<<<<

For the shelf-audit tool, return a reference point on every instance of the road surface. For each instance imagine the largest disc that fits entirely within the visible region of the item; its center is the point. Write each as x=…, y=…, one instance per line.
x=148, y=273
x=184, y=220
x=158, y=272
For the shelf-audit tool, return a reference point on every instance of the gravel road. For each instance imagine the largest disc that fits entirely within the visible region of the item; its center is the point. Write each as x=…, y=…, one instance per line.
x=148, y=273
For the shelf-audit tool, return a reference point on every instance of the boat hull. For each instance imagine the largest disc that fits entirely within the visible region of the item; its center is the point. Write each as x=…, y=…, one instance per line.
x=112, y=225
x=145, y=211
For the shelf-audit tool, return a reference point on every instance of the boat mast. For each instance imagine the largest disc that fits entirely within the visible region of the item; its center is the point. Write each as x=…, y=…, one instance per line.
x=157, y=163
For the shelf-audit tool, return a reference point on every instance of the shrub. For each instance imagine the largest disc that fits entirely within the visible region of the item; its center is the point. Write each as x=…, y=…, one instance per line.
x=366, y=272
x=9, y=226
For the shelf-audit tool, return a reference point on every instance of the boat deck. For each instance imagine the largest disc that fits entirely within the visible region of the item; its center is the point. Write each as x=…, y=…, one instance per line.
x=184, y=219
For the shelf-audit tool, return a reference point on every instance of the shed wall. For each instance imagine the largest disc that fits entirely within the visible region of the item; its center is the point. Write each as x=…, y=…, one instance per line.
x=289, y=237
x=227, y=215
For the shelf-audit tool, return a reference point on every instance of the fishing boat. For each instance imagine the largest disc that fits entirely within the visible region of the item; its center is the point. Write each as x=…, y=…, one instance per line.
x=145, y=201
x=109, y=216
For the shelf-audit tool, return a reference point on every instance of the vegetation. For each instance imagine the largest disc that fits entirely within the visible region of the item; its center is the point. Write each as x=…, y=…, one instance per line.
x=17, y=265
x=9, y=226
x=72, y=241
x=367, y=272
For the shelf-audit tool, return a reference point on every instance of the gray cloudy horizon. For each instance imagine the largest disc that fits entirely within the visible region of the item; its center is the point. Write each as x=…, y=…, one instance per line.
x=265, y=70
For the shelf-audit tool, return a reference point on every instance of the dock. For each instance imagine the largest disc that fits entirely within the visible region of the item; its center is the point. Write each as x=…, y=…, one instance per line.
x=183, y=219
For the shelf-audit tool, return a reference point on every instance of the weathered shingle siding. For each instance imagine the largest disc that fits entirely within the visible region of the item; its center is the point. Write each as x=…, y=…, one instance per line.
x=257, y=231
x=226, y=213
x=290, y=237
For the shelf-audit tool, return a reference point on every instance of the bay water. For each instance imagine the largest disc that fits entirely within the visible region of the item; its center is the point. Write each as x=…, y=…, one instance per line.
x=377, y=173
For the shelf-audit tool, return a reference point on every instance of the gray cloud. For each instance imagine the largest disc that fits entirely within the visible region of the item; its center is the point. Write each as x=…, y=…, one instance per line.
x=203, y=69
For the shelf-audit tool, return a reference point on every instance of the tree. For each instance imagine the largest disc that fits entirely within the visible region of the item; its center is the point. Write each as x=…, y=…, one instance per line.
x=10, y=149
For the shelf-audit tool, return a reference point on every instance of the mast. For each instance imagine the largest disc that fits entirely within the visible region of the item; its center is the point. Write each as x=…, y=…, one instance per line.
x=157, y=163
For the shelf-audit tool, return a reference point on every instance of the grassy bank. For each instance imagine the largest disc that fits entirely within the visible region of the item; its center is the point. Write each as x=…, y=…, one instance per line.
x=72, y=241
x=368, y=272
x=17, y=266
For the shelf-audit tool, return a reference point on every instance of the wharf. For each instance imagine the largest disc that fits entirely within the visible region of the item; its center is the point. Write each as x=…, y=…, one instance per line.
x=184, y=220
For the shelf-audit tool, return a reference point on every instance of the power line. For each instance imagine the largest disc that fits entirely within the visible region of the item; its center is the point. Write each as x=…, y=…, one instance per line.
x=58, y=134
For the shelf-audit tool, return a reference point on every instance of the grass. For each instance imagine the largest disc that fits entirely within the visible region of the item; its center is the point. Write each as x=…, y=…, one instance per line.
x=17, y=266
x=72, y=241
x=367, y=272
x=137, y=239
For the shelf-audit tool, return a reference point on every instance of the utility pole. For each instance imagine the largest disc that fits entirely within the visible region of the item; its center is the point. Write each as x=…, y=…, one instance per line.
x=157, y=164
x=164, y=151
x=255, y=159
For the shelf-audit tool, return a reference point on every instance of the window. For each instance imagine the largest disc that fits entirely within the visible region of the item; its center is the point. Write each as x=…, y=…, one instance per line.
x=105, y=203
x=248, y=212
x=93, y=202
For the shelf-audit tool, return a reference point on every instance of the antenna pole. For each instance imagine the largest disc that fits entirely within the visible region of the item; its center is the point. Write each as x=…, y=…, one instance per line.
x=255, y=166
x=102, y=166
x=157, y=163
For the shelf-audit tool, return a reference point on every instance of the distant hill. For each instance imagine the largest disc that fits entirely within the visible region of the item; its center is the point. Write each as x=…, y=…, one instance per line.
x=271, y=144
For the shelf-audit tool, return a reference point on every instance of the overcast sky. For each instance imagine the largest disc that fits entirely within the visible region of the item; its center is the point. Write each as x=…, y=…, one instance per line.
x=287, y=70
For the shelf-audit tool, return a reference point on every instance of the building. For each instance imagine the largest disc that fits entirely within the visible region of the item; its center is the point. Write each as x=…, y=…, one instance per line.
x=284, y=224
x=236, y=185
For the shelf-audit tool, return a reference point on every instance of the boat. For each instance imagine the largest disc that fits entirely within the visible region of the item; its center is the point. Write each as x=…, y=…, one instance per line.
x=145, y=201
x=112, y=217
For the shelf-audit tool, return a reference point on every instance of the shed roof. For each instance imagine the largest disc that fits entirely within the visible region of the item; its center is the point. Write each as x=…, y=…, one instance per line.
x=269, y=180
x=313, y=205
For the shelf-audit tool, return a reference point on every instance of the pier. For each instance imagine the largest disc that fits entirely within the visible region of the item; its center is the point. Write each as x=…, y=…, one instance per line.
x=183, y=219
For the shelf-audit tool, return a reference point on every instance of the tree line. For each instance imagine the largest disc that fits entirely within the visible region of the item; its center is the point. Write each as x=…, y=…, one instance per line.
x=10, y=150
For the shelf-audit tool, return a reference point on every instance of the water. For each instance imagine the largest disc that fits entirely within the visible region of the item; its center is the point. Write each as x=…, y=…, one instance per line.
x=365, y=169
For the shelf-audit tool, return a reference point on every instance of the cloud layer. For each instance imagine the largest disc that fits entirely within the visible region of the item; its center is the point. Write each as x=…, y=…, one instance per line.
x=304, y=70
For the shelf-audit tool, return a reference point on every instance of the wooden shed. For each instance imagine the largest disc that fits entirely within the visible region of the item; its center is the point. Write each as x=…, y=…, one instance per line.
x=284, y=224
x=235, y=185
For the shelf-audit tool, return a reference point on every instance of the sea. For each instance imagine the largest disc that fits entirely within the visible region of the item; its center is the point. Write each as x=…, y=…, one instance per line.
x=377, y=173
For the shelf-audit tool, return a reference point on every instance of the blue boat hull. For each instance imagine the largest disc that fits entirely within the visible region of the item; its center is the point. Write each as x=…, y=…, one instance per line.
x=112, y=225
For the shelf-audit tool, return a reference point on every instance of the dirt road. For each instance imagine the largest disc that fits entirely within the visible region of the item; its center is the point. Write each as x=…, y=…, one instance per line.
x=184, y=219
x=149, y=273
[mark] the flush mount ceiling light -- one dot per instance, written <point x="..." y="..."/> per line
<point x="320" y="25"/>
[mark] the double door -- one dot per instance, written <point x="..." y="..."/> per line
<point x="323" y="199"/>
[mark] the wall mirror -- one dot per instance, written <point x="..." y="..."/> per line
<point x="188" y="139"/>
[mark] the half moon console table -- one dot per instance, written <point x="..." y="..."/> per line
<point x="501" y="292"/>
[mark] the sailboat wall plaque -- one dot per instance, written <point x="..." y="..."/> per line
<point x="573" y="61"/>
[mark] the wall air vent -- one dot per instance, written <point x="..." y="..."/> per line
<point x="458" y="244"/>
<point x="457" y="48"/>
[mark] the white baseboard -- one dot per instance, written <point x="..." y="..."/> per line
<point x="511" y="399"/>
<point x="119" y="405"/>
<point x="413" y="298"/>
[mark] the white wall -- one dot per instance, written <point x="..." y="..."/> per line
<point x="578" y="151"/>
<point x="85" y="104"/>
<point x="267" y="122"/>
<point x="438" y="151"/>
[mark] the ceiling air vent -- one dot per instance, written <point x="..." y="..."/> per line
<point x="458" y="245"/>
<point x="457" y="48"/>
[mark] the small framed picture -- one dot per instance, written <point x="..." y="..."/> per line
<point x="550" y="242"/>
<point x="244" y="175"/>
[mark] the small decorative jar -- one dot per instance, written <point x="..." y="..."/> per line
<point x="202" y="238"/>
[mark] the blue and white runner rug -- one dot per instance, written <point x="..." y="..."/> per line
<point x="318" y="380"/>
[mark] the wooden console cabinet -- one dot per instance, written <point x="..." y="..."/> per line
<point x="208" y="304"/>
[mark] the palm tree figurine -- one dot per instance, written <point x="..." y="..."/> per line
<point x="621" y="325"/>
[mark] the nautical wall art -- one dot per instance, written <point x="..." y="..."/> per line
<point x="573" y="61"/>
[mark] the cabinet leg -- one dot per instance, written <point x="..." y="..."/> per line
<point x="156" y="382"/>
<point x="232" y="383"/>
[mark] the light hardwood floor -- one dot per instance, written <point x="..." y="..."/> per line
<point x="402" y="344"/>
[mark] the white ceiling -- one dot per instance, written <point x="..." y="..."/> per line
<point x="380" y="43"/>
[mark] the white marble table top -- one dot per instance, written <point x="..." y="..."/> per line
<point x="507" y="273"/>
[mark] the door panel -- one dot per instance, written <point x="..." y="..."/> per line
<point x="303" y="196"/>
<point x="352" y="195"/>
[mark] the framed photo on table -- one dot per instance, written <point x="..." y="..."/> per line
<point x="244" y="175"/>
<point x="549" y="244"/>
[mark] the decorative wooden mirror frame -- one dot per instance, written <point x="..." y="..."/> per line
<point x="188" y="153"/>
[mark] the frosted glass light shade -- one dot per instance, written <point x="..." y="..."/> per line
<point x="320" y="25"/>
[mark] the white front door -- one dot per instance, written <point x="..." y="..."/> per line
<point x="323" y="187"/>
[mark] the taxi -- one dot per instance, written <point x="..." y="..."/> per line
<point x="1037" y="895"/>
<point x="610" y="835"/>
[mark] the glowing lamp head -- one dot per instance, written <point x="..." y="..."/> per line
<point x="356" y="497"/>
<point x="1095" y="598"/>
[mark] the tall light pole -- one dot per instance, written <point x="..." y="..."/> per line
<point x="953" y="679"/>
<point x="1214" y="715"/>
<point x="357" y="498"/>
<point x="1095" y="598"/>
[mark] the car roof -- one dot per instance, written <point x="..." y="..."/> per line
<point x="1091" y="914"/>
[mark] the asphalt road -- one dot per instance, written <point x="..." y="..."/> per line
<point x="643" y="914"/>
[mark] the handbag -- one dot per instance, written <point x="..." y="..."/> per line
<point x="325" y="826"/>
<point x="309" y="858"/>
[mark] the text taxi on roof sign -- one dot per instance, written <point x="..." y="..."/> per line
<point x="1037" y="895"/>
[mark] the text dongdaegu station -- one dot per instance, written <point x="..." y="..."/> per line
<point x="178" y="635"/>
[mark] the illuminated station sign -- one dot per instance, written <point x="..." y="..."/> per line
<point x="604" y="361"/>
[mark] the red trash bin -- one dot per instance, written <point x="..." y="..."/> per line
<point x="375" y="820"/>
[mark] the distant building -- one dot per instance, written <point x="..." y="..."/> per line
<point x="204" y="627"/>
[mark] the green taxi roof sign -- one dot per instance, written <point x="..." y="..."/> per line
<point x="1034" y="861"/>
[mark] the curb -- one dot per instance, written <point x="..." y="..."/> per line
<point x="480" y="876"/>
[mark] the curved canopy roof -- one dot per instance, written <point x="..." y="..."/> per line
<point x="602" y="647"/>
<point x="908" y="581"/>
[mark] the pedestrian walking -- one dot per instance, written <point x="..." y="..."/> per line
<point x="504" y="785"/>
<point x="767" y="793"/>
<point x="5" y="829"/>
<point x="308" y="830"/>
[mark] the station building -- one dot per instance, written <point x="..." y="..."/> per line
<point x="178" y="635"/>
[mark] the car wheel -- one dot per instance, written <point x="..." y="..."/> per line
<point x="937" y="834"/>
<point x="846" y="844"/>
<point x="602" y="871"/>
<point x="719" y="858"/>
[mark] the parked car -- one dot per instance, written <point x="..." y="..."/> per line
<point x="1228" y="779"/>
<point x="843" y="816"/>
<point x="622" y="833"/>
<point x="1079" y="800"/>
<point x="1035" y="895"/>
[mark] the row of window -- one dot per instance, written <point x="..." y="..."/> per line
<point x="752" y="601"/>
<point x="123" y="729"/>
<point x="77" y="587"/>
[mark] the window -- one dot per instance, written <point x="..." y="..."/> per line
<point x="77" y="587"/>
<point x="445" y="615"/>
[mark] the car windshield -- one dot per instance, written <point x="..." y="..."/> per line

>>>>

• YOUR OBJECTIVE
Nothing but the lines from the one containing "[mark] the pedestrian" through the end of the material should appear; please return them exactly.

• WRITTEN SOLUTION
[mark] the pedestrian walking -- one dot per instance, written <point x="..." y="..."/> per line
<point x="504" y="785"/>
<point x="767" y="793"/>
<point x="5" y="829"/>
<point x="308" y="830"/>
[mark] the station building -- one dot per instance, written <point x="..." y="..."/> per line
<point x="178" y="635"/>
[mark] the car wheel -- one dot per instance, written <point x="..." y="..."/> per line
<point x="937" y="834"/>
<point x="846" y="844"/>
<point x="602" y="871"/>
<point x="719" y="858"/>
[mark] the parked car -- one dot per instance, written <point x="..." y="..."/> per line
<point x="1228" y="779"/>
<point x="843" y="816"/>
<point x="622" y="833"/>
<point x="1079" y="800"/>
<point x="1035" y="895"/>
[mark] the row of window -- one dot per instance, written <point x="..." y="..."/> per line
<point x="752" y="601"/>
<point x="123" y="729"/>
<point x="77" y="587"/>
[mark] the window -- one dot per instance, written <point x="..." y="..."/> per line
<point x="77" y="587"/>
<point x="445" y="615"/>
[mark] the car windshield -- one dot per instance, written <point x="..." y="..."/> per line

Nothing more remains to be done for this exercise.